Natural-language object grounding data
• • • • • • •

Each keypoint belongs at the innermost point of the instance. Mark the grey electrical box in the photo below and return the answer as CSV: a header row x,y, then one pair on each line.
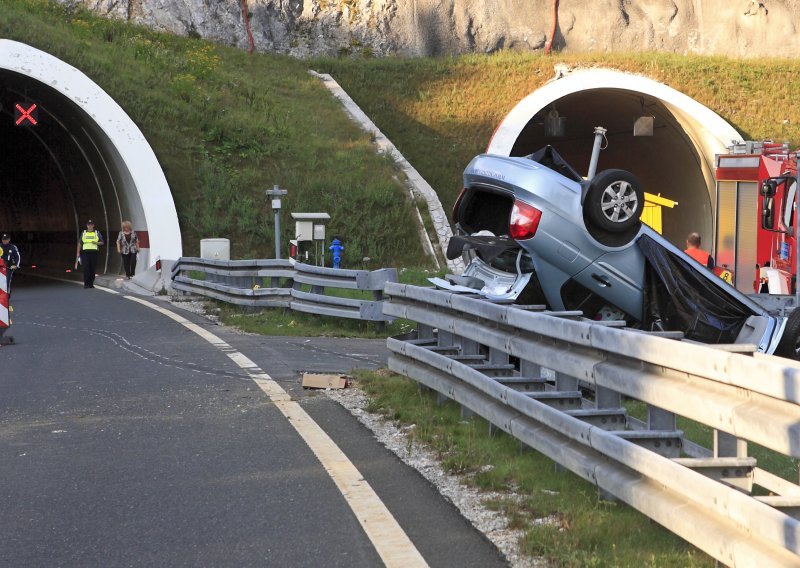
x,y
307,226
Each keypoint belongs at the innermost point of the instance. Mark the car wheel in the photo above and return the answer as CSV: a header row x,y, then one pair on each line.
x,y
789,345
615,201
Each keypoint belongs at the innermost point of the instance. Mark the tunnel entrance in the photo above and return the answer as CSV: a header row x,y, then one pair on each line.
x,y
676,162
69,153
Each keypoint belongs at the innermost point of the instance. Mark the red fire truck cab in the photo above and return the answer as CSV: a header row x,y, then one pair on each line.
x,y
754,226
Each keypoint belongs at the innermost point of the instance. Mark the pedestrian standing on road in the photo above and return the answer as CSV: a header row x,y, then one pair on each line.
x,y
11,257
128,248
88,247
693,249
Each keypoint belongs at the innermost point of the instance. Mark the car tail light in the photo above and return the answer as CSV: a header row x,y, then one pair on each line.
x,y
458,204
524,221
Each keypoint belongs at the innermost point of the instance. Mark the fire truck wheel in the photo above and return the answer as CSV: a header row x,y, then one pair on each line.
x,y
789,345
615,201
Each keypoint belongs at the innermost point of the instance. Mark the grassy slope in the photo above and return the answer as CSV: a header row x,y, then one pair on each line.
x,y
441,112
226,126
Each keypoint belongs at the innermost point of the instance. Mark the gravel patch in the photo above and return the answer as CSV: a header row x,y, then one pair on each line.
x,y
468,500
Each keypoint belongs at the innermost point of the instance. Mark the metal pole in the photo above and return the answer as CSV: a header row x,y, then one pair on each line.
x,y
599,133
796,230
277,233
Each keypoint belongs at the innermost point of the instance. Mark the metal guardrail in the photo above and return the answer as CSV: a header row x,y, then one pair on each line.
x,y
284,283
524,371
259,283
321,279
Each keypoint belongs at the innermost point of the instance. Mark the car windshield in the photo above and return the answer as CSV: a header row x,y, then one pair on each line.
x,y
549,158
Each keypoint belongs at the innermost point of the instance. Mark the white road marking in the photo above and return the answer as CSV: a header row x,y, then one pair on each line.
x,y
386,535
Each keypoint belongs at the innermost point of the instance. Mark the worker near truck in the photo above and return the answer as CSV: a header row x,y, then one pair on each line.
x,y
693,249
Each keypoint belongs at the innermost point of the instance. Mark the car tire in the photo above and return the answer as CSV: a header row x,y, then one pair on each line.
x,y
615,201
789,345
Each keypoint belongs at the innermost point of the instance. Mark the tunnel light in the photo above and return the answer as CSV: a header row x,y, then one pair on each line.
x,y
555,126
643,126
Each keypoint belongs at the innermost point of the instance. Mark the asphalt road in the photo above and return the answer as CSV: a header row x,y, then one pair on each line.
x,y
127,440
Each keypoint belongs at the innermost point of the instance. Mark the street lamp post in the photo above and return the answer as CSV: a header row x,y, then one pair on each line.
x,y
275,194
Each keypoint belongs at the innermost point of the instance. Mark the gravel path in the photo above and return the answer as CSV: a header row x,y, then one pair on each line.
x,y
468,500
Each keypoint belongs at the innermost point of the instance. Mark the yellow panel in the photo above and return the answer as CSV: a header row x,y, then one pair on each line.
x,y
651,216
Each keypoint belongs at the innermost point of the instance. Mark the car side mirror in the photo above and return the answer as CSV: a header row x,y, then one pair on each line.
x,y
768,214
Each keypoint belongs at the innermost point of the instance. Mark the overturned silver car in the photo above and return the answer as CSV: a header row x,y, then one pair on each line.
x,y
534,231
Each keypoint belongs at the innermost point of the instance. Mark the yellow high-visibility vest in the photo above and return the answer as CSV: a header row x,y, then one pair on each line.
x,y
90,240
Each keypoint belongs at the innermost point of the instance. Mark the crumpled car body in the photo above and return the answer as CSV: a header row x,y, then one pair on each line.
x,y
532,230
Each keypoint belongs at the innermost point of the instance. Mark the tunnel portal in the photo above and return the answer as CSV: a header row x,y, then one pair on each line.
x,y
676,162
69,154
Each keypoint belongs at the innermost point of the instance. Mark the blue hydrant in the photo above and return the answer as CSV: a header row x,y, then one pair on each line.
x,y
336,248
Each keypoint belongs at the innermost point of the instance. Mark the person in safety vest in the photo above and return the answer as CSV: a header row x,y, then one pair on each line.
x,y
10,254
693,249
88,247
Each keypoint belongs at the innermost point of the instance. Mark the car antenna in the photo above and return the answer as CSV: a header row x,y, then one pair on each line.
x,y
599,136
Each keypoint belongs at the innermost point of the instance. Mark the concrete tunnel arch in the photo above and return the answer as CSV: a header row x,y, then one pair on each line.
x,y
84,159
677,162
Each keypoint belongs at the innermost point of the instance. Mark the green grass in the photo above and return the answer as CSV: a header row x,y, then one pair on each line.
x,y
442,112
583,530
770,460
226,126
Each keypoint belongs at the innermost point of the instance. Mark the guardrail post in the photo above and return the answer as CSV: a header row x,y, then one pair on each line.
x,y
424,331
466,346
498,357
566,383
729,446
606,398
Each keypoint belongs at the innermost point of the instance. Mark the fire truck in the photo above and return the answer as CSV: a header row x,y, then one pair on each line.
x,y
755,225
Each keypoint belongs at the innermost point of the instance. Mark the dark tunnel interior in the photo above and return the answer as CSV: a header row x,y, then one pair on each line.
x,y
667,163
55,173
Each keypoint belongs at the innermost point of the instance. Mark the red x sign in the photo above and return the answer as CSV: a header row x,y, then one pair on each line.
x,y
22,114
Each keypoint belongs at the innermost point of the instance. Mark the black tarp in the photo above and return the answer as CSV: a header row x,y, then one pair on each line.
x,y
549,158
678,298
489,246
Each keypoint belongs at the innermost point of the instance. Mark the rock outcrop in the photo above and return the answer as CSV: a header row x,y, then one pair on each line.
x,y
739,28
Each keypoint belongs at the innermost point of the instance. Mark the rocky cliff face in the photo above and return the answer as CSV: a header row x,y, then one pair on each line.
x,y
740,28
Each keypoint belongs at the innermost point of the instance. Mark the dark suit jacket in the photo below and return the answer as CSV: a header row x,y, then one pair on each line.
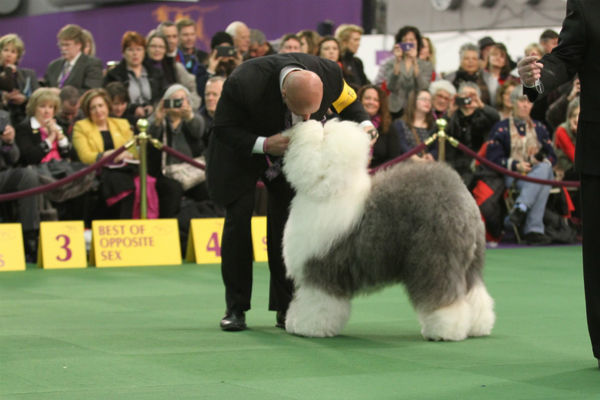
x,y
250,106
85,74
577,52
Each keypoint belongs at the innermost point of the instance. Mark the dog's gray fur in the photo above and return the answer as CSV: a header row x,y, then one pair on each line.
x,y
421,227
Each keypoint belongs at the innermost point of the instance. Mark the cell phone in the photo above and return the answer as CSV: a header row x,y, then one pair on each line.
x,y
406,46
463,101
225,51
172,103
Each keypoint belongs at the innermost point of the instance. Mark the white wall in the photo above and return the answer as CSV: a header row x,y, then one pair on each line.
x,y
447,45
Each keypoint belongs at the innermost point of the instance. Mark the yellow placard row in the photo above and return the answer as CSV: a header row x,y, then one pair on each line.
x,y
118,243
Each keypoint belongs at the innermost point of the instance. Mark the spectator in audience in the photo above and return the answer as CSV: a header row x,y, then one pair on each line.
x,y
404,72
416,125
169,31
470,71
564,142
144,82
349,36
309,41
241,37
187,54
119,102
98,136
387,145
218,65
558,109
470,125
212,94
259,46
175,125
89,47
523,145
15,179
172,71
73,67
40,138
442,97
503,100
497,70
485,45
68,111
16,83
289,43
45,148
427,53
548,40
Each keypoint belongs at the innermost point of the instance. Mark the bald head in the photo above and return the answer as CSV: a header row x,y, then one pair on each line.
x,y
303,92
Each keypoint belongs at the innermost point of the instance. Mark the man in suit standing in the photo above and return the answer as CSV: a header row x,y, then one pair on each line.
x,y
73,67
260,99
577,53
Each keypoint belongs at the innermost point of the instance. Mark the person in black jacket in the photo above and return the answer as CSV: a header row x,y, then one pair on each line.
x,y
577,53
260,99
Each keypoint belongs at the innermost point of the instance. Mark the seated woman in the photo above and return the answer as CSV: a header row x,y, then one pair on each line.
x,y
16,83
144,82
177,126
387,145
98,136
522,144
45,147
416,125
404,72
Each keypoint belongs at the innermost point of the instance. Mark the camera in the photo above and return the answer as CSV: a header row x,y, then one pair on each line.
x,y
172,103
225,51
463,101
406,46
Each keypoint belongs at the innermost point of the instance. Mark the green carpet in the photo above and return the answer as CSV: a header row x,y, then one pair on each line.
x,y
152,333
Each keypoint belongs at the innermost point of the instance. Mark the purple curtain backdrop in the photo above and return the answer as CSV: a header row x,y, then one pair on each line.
x,y
107,24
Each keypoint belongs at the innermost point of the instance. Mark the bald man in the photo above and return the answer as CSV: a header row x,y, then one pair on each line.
x,y
260,99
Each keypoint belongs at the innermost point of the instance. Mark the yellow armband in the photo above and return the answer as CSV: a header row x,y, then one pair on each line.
x,y
346,98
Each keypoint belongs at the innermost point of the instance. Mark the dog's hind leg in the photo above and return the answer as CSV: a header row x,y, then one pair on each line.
x,y
315,313
482,310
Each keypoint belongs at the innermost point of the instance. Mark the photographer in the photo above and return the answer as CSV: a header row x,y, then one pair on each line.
x,y
177,126
470,124
522,144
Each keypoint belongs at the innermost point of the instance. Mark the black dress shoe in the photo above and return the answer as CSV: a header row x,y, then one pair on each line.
x,y
233,321
280,320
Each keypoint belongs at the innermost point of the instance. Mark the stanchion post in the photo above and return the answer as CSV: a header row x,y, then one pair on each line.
x,y
441,123
142,139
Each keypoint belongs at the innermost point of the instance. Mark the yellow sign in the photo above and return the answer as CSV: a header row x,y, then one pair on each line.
x,y
12,254
62,245
204,240
126,243
259,238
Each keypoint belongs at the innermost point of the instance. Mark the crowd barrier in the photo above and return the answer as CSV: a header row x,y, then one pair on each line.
x,y
151,242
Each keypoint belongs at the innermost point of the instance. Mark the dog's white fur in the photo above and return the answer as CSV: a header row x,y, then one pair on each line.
x,y
327,166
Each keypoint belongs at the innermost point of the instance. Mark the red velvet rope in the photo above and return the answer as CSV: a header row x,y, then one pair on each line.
x,y
515,175
54,185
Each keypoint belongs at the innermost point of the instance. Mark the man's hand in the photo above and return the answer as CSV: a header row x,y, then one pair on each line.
x,y
276,145
530,70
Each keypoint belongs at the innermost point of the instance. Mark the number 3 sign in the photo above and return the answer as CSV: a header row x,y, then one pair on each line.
x,y
62,245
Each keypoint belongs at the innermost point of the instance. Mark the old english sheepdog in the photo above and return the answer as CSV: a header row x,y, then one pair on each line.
x,y
349,233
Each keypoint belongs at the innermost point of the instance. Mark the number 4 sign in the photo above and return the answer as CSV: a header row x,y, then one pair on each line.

• • • • • • •

From the line with "the red velvet" to the final line of the entries above, return every line exactly as written.

_Result of this exercise_.
Each keypoint belongs at the innermost point of the instance. Mark the red velvet rope in the photo above and return the answer as CSV: a header row x,y, then one pair on each line.
x,y
515,175
54,185
Each keypoint belongs at the innermost point of the instance. Mark the man's hand in the photo above and return the answer as CSV: a header row x,y, then one pair on each line.
x,y
276,145
530,70
Each keypoint belongs at the innermost point of the instance. Mark the number 3 sign in the photo above and return the answer as CSV: a header row x,y, then one pair on each line.
x,y
62,245
Each keypoint belongs at the innermost point of the instance. Mark the old english sheepdog in the photo above and return the answer as CSV: a header row x,y, then one pair on each line.
x,y
349,233
Each keypoint belongs at the innermost point of the instance. Mark the number 4 sign in the photo above and return the answer as CSV: a header row x,y, then one pair on each line.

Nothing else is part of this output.